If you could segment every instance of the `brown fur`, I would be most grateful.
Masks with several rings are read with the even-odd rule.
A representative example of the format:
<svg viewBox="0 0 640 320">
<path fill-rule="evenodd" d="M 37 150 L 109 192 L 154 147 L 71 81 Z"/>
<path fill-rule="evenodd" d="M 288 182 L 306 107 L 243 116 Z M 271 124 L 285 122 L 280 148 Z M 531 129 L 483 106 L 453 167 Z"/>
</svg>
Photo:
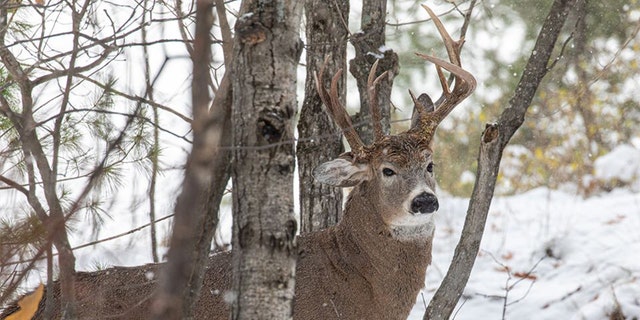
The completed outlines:
<svg viewBox="0 0 640 320">
<path fill-rule="evenodd" d="M 353 213 L 366 204 L 350 201 L 349 206 Z M 424 285 L 431 239 L 400 242 L 375 214 L 362 213 L 345 216 L 350 223 L 298 238 L 295 319 L 406 319 Z M 364 231 L 369 228 L 374 232 Z M 230 252 L 211 257 L 195 319 L 228 319 L 224 295 L 231 287 L 230 261 Z M 159 267 L 78 273 L 79 319 L 147 319 Z M 57 283 L 54 290 L 54 318 L 59 319 Z M 43 310 L 44 300 L 35 319 L 43 319 Z"/>
</svg>

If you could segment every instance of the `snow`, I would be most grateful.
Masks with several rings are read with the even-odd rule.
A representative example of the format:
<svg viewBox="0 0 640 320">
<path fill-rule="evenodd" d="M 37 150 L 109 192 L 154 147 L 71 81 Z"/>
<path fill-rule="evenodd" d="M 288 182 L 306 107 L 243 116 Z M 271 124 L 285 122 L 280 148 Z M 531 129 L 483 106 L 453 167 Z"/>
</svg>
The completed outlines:
<svg viewBox="0 0 640 320">
<path fill-rule="evenodd" d="M 610 153 L 596 159 L 594 167 L 596 179 L 604 183 L 618 181 L 640 191 L 640 150 L 633 146 L 617 146 Z"/>
<path fill-rule="evenodd" d="M 468 199 L 441 203 L 425 301 L 449 267 Z M 640 316 L 639 227 L 640 194 L 630 190 L 584 199 L 538 188 L 495 198 L 455 318 L 497 319 L 506 309 L 506 319 L 603 319 L 617 305 L 627 318 Z M 419 296 L 409 319 L 423 313 Z"/>
<path fill-rule="evenodd" d="M 514 150 L 519 149 L 514 146 Z M 503 312 L 506 319 L 604 319 L 618 306 L 627 318 L 640 317 L 640 192 L 629 187 L 640 182 L 639 157 L 637 147 L 621 145 L 596 159 L 597 179 L 629 183 L 611 192 L 583 198 L 537 188 L 495 197 L 455 319 L 498 319 Z M 425 303 L 446 274 L 464 223 L 469 199 L 440 197 L 433 263 L 410 320 L 422 319 Z M 222 211 L 217 239 L 228 241 L 229 206 Z M 129 227 L 117 219 L 107 220 L 101 234 L 113 235 Z M 164 236 L 168 230 L 160 228 Z M 75 251 L 78 269 L 151 262 L 147 232 Z M 90 240 L 86 237 L 81 233 L 74 240 Z M 40 275 L 31 276 L 23 289 L 46 279 L 41 267 Z"/>
<path fill-rule="evenodd" d="M 391 48 L 389 48 L 389 47 L 387 47 L 385 45 L 381 45 L 380 48 L 378 48 L 378 51 L 380 51 L 382 53 L 385 53 L 385 52 L 391 51 L 391 50 L 393 50 L 393 49 L 391 49 Z"/>
<path fill-rule="evenodd" d="M 368 56 L 372 56 L 372 57 L 374 57 L 374 58 L 376 58 L 376 59 L 383 59 L 383 58 L 384 58 L 384 54 L 382 54 L 382 53 L 377 53 L 377 52 L 371 52 L 371 51 L 369 51 L 369 52 L 367 52 L 367 55 L 368 55 Z"/>
</svg>

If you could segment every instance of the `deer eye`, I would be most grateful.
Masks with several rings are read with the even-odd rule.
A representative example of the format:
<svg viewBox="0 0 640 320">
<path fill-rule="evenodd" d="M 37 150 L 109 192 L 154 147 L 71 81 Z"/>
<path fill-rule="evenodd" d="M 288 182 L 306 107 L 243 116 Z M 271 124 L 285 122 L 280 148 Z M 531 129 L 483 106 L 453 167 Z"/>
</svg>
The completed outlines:
<svg viewBox="0 0 640 320">
<path fill-rule="evenodd" d="M 434 166 L 433 162 L 429 163 L 429 164 L 427 165 L 427 171 L 429 171 L 429 172 L 433 173 L 433 166 Z"/>
<path fill-rule="evenodd" d="M 391 170 L 391 169 L 389 169 L 389 168 L 384 168 L 384 169 L 382 169 L 382 174 L 384 174 L 386 177 L 391 177 L 391 176 L 395 175 L 396 172 Z"/>
</svg>

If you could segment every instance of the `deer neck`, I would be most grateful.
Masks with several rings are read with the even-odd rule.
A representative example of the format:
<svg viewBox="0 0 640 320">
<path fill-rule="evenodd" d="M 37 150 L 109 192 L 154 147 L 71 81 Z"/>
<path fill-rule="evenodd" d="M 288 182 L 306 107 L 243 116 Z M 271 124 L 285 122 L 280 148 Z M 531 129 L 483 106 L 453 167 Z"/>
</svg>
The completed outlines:
<svg viewBox="0 0 640 320">
<path fill-rule="evenodd" d="M 371 284 L 374 294 L 380 295 L 375 298 L 398 295 L 392 301 L 413 304 L 431 263 L 433 228 L 411 239 L 395 237 L 394 230 L 383 222 L 380 208 L 368 201 L 371 197 L 366 189 L 359 187 L 350 194 L 345 216 L 335 229 L 337 243 L 341 244 L 340 260 Z M 398 290 L 390 290 L 396 286 Z"/>
</svg>

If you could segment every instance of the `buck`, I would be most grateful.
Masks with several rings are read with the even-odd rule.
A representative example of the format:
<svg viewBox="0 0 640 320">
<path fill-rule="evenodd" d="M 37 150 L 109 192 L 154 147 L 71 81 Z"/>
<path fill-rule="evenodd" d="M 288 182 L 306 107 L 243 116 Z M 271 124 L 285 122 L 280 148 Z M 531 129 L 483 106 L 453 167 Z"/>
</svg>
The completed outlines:
<svg viewBox="0 0 640 320">
<path fill-rule="evenodd" d="M 426 6 L 444 41 L 449 61 L 418 54 L 436 65 L 443 94 L 434 104 L 411 91 L 411 127 L 384 135 L 376 99 L 377 62 L 368 78 L 374 141 L 365 145 L 338 99 L 338 71 L 329 91 L 322 85 L 324 66 L 316 75 L 317 90 L 328 113 L 343 130 L 351 151 L 321 164 L 315 178 L 336 187 L 353 187 L 344 218 L 334 227 L 298 238 L 294 318 L 406 319 L 431 263 L 434 213 L 439 203 L 433 164 L 433 136 L 438 124 L 474 90 L 474 77 L 460 66 L 463 40 L 454 41 Z M 449 88 L 442 69 L 454 78 Z M 211 257 L 197 319 L 228 319 L 231 254 Z M 144 319 L 156 287 L 159 265 L 116 267 L 77 276 L 81 318 Z M 58 288 L 54 288 L 58 297 Z M 54 303 L 54 306 L 57 303 Z M 41 302 L 38 316 L 42 316 Z M 56 307 L 57 308 L 57 307 Z M 11 310 L 15 310 L 13 307 Z M 10 310 L 10 311 L 11 311 Z M 59 310 L 54 310 L 58 316 Z"/>
</svg>

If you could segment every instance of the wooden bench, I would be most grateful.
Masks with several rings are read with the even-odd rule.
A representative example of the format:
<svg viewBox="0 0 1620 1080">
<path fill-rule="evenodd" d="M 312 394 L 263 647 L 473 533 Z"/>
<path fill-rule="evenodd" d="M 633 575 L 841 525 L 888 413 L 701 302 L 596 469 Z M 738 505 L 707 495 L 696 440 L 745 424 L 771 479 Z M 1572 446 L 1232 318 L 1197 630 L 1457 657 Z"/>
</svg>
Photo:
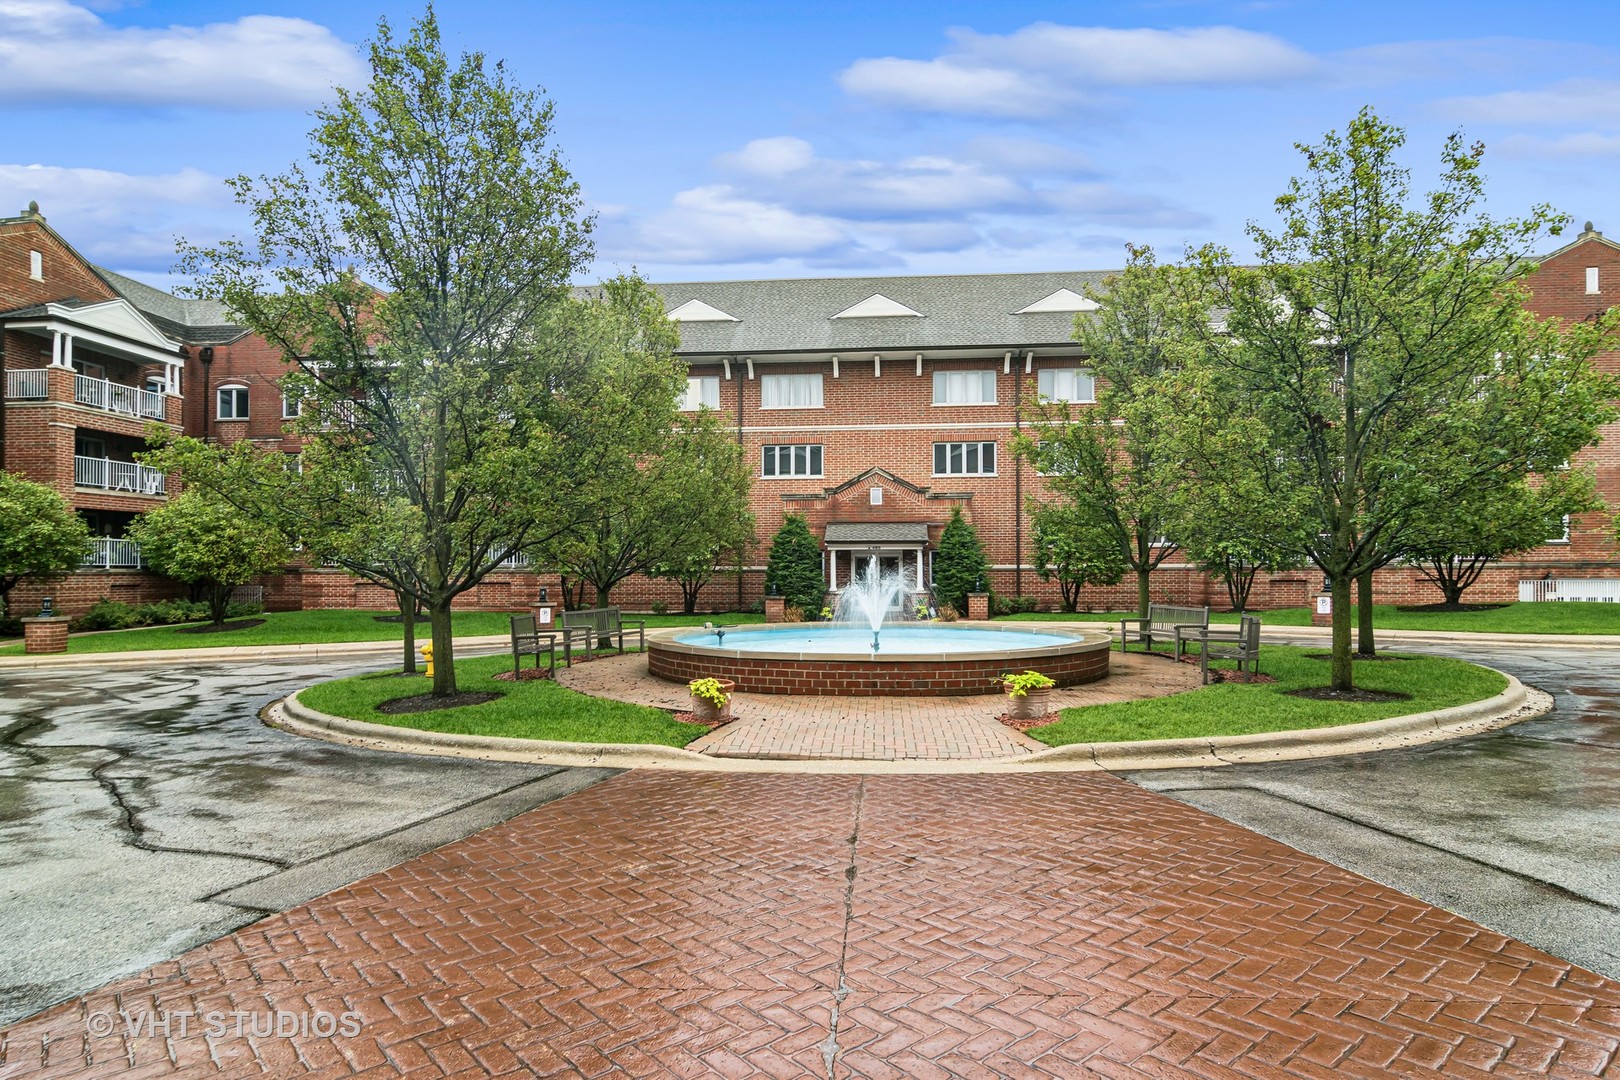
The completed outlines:
<svg viewBox="0 0 1620 1080">
<path fill-rule="evenodd" d="M 574 636 L 577 634 L 585 642 L 585 659 L 591 658 L 595 649 L 605 649 L 615 643 L 620 652 L 625 651 L 625 635 L 635 632 L 636 644 L 642 649 L 647 647 L 647 620 L 626 619 L 620 616 L 616 607 L 580 608 L 577 611 L 562 613 L 563 649 L 567 656 L 572 650 Z"/>
<path fill-rule="evenodd" d="M 523 670 L 524 656 L 534 657 L 534 670 L 540 670 L 540 657 L 543 654 L 551 662 L 552 678 L 557 676 L 557 637 L 558 635 L 545 630 L 542 631 L 535 623 L 533 615 L 512 616 L 512 676 L 516 678 L 518 672 Z M 564 640 L 563 649 L 567 652 L 567 641 Z"/>
<path fill-rule="evenodd" d="M 1175 604 L 1149 604 L 1147 618 L 1132 618 L 1119 620 L 1119 651 L 1125 651 L 1125 644 L 1131 637 L 1131 626 L 1136 627 L 1136 640 L 1147 646 L 1148 652 L 1153 651 L 1153 639 L 1170 641 L 1175 637 L 1176 627 L 1200 627 L 1209 625 L 1208 607 L 1178 607 Z"/>
<path fill-rule="evenodd" d="M 1181 638 L 1178 635 L 1179 648 Z M 1253 682 L 1254 677 L 1260 673 L 1260 616 L 1245 615 L 1238 620 L 1237 627 L 1220 627 L 1204 629 L 1187 636 L 1187 642 L 1198 642 L 1200 655 L 1198 670 L 1202 672 L 1204 681 L 1209 682 L 1209 662 L 1211 660 L 1236 660 L 1237 670 L 1243 673 L 1244 665 L 1248 665 L 1248 672 L 1243 674 L 1244 682 Z"/>
</svg>

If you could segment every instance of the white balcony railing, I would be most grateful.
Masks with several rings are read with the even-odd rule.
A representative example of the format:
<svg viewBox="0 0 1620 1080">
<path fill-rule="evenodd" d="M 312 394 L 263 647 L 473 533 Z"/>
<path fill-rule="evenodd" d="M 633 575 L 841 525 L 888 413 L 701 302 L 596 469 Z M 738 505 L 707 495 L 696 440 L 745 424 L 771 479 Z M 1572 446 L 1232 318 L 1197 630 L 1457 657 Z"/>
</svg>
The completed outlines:
<svg viewBox="0 0 1620 1080">
<path fill-rule="evenodd" d="M 1532 578 L 1519 582 L 1519 600 L 1620 603 L 1620 578 Z"/>
<path fill-rule="evenodd" d="M 13 401 L 44 401 L 51 396 L 50 372 L 23 368 L 6 372 L 6 397 Z"/>
<path fill-rule="evenodd" d="M 102 570 L 140 569 L 141 545 L 135 541 L 98 536 L 91 543 L 95 546 L 84 557 L 86 567 L 99 567 Z"/>
<path fill-rule="evenodd" d="M 88 375 L 73 377 L 73 400 L 80 405 L 123 413 L 125 416 L 138 416 L 148 420 L 168 418 L 162 394 L 142 390 L 138 386 L 125 386 L 123 383 L 107 379 L 92 379 Z"/>
<path fill-rule="evenodd" d="M 164 494 L 163 474 L 133 461 L 112 461 L 108 458 L 73 458 L 73 483 L 79 487 L 103 488 L 107 491 L 130 491 L 137 495 Z"/>
</svg>

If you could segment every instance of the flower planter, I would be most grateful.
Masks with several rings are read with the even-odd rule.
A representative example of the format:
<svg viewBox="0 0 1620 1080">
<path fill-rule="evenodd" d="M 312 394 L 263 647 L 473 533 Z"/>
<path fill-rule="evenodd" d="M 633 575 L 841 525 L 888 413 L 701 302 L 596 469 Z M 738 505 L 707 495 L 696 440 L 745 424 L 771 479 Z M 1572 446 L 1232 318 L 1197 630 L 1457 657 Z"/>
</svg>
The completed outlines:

★ ★ ★ ★ ★ ★ ★

◆ **TASK BRIEF**: Across the listing above, how many lines include the word "deer"? Answer with only the number.

◆ **COMPLETED EXERCISE**: 2